Do any of those seem like a good beginner cage (in your experience) for one to two rats? 
If not, could you please tell me what I should be looking for (I was mainly looking for something that had decent locks, horizontal bars, and again, had a minimum(ish) of 24" L x 18" W x 24" L for a base standard)?

Thank you all! ^-^
*Also, I am aware that rats are curious critters that need things such as hammocks, tubes, plenty of toys/chews, etc to keep the preoccupied/comfortable and I will be getting types of lining for the shelves, etc - but I'm sure I'll be questioning toys and what not after I make a cage purchase xD 
Again, thank you to all that read and/or comment! I appreciate any and all advice/help :]


----------



## aklunaj (Apr 16, 2012)

Hi!
Number 1 seems ok, looks like a good size and will give you toom if you decided for a third rat too 

Number 2 looks very narrow. The rat on the picture basically takes up half of the depth of the cage, thats no good.

I have to send this post now as I cannot see the other once and I dont remember what my comments were when I saw them... (I'm replying from my phone  ) ... Brb


Sent from Petguide.com Free App


----------



## portkeytonowhere (Dec 24, 2007)

I have the last cage you mentioned the all living things cage and I would suggest that cage or the petco rat manor cage Ive heard good things about. If you have chewers I suggest the rat manor. As far as toys go you should take a look at some of the stickys in this forum. There arent a ton of toys specifically for rats so you really have to think out of the box  I suggest lots of hammocks and homemade toys. Rats love homemade toys  By the way a relatively cheap treat mine love are gerber baby puffs. Tons of flavors but the banana is a huge hit 

Sent from Petguide.com Free App


----------



## aklunaj (Apr 16, 2012)

Number 3 is very small. Thats like on a border of being big enough for only 1 rat. Definitely wouldnt recommend for 2 rats.

Number 4 has a very narrow bottom. Any bedding you'll use, it will be all over the place as they like to throw it away  it also doesnt have solid floors, which you can cover, but the biggest minus would be the bottom.


Sent from Petguide.com Free App


----------



## TheBears (Aug 8, 2013)

Data excerpts:
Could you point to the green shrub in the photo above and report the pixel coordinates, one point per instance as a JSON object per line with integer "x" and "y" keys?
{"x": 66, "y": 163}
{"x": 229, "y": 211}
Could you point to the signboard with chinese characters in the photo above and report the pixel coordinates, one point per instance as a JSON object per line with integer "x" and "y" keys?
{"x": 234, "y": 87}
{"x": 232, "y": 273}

---

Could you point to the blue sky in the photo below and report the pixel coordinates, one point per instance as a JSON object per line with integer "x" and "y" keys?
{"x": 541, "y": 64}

Given instruction 1: In the rat cage thread, set down the part that begins at "Number 3 is" and stops after "be the bottom.", copied word for word.
Given instruction 2: Locate each line in the records that holds the string "with" and copy those lines out.

Written reply 1:
Number 3 is very small. Thats like on a border of being big enough for only 1 rat. Definitely wouldnt recommend for 2 rats.

Number 4 has a very narrow bottom. Any bedding you'll use, it will be all over the place as they like to throw it away  it also doesnt have solid floors, which you can cover, but the biggest minus would be the bottom.

Written reply 2:
Could you point to the green shrub in the photo above and report the pixel coordinates, one point per instance as a JSON object per line with integer "x" and "y" keys?
Could you point to the signboard with chinese characters in the photo above and report the pixel coordinates, one point per instance as a JSON object per line with integer "x" and "y" keys?
Could you point to the blue sky in the photo below and report the pixel coordinates, one point per instance as a JSON object per line with integer "x" and "y" keys?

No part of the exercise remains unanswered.